[Some records]
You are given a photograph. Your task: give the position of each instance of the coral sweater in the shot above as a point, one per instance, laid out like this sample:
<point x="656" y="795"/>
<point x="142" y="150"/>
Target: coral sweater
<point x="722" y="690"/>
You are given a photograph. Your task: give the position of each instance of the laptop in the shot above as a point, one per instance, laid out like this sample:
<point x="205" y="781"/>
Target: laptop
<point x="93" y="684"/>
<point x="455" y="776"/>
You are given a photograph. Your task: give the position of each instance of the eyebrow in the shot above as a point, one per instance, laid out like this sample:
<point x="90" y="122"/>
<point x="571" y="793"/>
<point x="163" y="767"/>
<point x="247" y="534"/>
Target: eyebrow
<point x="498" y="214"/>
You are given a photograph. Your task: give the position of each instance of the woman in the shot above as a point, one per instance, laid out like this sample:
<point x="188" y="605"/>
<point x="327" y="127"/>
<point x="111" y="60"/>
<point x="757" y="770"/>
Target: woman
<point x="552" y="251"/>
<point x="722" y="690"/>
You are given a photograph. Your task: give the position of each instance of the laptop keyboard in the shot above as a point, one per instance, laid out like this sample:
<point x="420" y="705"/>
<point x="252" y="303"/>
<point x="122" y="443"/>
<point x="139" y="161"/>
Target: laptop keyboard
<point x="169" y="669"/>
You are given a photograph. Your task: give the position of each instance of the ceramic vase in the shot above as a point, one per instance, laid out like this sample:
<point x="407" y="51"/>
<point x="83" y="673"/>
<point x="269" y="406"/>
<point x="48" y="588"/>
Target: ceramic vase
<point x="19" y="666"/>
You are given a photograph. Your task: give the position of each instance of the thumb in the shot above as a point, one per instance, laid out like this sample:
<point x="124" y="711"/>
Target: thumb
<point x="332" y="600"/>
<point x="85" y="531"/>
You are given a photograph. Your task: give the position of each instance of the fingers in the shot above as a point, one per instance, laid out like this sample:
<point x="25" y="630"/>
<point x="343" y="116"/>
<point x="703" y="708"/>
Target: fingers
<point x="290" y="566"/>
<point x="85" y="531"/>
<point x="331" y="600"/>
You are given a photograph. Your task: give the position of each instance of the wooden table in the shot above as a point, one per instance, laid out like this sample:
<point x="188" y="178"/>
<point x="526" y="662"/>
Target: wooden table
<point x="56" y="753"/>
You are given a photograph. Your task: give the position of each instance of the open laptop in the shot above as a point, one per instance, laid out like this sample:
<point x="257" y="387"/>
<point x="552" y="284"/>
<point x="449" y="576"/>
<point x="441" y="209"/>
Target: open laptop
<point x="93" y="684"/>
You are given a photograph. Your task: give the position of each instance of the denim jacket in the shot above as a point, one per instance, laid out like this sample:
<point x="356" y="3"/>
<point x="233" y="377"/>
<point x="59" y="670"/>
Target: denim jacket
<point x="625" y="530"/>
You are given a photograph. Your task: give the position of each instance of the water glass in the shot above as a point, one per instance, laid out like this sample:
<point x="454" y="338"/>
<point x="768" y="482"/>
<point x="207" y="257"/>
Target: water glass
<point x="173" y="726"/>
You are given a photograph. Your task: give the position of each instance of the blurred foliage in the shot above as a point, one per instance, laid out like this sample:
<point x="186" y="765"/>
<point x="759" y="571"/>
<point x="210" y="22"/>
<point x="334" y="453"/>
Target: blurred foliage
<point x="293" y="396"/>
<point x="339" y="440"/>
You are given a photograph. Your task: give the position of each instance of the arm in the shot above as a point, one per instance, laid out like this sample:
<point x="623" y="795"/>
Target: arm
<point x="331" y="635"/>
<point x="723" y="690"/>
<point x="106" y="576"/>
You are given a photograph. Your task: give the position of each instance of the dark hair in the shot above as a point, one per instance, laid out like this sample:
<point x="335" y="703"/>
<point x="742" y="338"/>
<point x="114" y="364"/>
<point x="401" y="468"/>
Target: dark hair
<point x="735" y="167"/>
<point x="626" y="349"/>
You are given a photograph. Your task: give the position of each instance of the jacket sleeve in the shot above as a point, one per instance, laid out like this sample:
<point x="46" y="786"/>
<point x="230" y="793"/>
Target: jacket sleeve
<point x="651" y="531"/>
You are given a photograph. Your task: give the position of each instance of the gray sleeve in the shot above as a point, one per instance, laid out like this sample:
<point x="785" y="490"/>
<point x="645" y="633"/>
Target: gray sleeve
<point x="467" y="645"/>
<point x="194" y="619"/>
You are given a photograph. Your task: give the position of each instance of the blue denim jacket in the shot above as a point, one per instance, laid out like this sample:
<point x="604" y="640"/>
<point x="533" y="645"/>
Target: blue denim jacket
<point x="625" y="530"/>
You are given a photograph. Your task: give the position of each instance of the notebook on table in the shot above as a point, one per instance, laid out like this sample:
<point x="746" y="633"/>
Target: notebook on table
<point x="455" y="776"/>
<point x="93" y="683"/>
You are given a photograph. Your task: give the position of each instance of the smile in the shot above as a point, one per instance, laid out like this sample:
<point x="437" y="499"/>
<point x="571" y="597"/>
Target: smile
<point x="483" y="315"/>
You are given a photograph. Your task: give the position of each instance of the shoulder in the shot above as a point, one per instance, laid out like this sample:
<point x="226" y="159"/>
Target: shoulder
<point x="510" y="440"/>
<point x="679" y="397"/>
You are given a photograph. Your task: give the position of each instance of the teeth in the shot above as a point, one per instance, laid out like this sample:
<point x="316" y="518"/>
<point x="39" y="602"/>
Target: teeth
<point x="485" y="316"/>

*PROBLEM TO SOLVE*. Reproduce the whole listing above word for word, with nothing changed.

*RESPONSE TO THE EXERCISE*.
You are given a photograph. Your task: give the position of each instance of the coral sweater in the shot above as a point, one per instance, laid out like this sample:
<point x="656" y="795"/>
<point x="142" y="150"/>
Target: coral sweater
<point x="722" y="690"/>
You are given a photograph. Your task: give the position of each instance of the laptop in the shot above as a point, one per instance, laid out like this sample:
<point x="205" y="781"/>
Target: laptop
<point x="93" y="684"/>
<point x="455" y="776"/>
You are given a photograph. Your task: give the position of each instance of the eyebrow in the shot above as a point, one per instance, laid out like this sample:
<point x="90" y="122"/>
<point x="571" y="793"/>
<point x="163" y="767"/>
<point x="247" y="534"/>
Target: eyebrow
<point x="498" y="214"/>
You are given a photograph. Your task: give the position of each instance of the woman in the shot above as a point, one per instance, laid out like this sample:
<point x="188" y="605"/>
<point x="327" y="127"/>
<point x="111" y="60"/>
<point x="757" y="770"/>
Target: woman
<point x="552" y="251"/>
<point x="722" y="690"/>
You are given a photograph. Your task: give the position of each instance of the laptop keyboard in the shot above as a point, one per instance, laid out like this sample:
<point x="420" y="705"/>
<point x="252" y="303"/>
<point x="122" y="443"/>
<point x="139" y="161"/>
Target: laptop keyboard
<point x="169" y="669"/>
You are given a photograph. Your task: give the position of each instance of the ceramic vase in the shot above as a point, one per instance, laid out like this sample:
<point x="407" y="51"/>
<point x="83" y="673"/>
<point x="269" y="406"/>
<point x="48" y="588"/>
Target: ceramic vase
<point x="19" y="666"/>
You are given a photograph. Your task: give the position of each instance of the thumb in the shot above as a point, one per instance, laid out like this sample:
<point x="124" y="711"/>
Target: thumb
<point x="332" y="600"/>
<point x="85" y="531"/>
You are given a photograph. Your task: give the position of each instance of the fingers in the shot above as a point, one per instance, laid out like this sample:
<point x="25" y="630"/>
<point x="343" y="116"/>
<point x="703" y="708"/>
Target: fingers
<point x="290" y="566"/>
<point x="85" y="531"/>
<point x="331" y="600"/>
You are given a photograph. Your task: give the position of each instance of the wooden table in the shot above as a point, one per instance, laid out like this sample:
<point x="188" y="178"/>
<point x="526" y="662"/>
Target: wooden table
<point x="56" y="753"/>
You are given a photograph. Your task: give the position of each instance of the open laptop in the shot above as a point, one per instance, laid out like this sample:
<point x="257" y="387"/>
<point x="552" y="284"/>
<point x="449" y="576"/>
<point x="441" y="209"/>
Target: open laptop
<point x="93" y="684"/>
You are given a photograph. Your task: give the position of each instance of the denim jacket in the shot above as a point, one per instance, laid out like this sample:
<point x="356" y="3"/>
<point x="233" y="377"/>
<point x="59" y="670"/>
Target: denim jacket
<point x="625" y="530"/>
You are given a photograph. Your task: give the position of each instance of the water glass in the shot above as a point, one per instance, laid out like this sample:
<point x="454" y="338"/>
<point x="768" y="482"/>
<point x="207" y="257"/>
Target: water glass
<point x="173" y="726"/>
You are given a photograph. Your task: give the position of each instance of the blurred foliage in the shot above as a point, one per instance, laid out like this sample:
<point x="186" y="765"/>
<point x="759" y="571"/>
<point x="210" y="22"/>
<point x="334" y="453"/>
Target: blurred foliage
<point x="293" y="396"/>
<point x="339" y="440"/>
You are given a photograph. Your task: give the position of each instance of the arm in the shot above as a point, one per instance, laid out like this sample:
<point x="623" y="795"/>
Target: arm
<point x="331" y="635"/>
<point x="723" y="690"/>
<point x="106" y="576"/>
You are given a photograph. Your task: give the position of each instance of the dark hair in the shot above as a point, one per instance, laid out like this sample:
<point x="335" y="703"/>
<point x="742" y="338"/>
<point x="114" y="364"/>
<point x="401" y="468"/>
Target: dark hair
<point x="735" y="167"/>
<point x="626" y="349"/>
You are given a photograph. Your task: give the position of each instance of the jacket sleeve in the shot above as a point, one per instance, laid out like this sample:
<point x="46" y="786"/>
<point x="230" y="793"/>
Target: jacket sleeve
<point x="651" y="531"/>
You are given a photograph. Your task: give the position of each instance of the gray sleeve in the shot above as a point, one per instance, laid out like this sample:
<point x="785" y="490"/>
<point x="645" y="633"/>
Target: gray sleeve
<point x="467" y="645"/>
<point x="194" y="619"/>
You are given a photograph. Your task: give the position of each instance of the blue denim jacket in the shot above as a point, one per instance, laid out like this sample:
<point x="604" y="640"/>
<point x="533" y="645"/>
Target: blue denim jacket
<point x="625" y="530"/>
You are given a photograph. Your task: give the position of each instance of the notebook on table in the shot above as a point, one per instance, laid out like this sample:
<point x="746" y="633"/>
Target: notebook on table
<point x="455" y="776"/>
<point x="93" y="683"/>
You are given a photograph. Your task: give the position of each instance of the smile in the shot above as a point, one per instance, laid out like this sample:
<point x="437" y="499"/>
<point x="571" y="597"/>
Target: smile
<point x="483" y="315"/>
You are given a photograph. Your task: give the position of each instance of the shoulder in the shot above as a point, one per instance, laid out like this sample:
<point x="226" y="159"/>
Target: shoulder
<point x="510" y="440"/>
<point x="679" y="397"/>
You are given a photograph. Your task: give the position of each instance of the teeth in the shot above as a point, one per instance, laid out like this sample:
<point x="316" y="518"/>
<point x="39" y="602"/>
Target: teeth
<point x="485" y="316"/>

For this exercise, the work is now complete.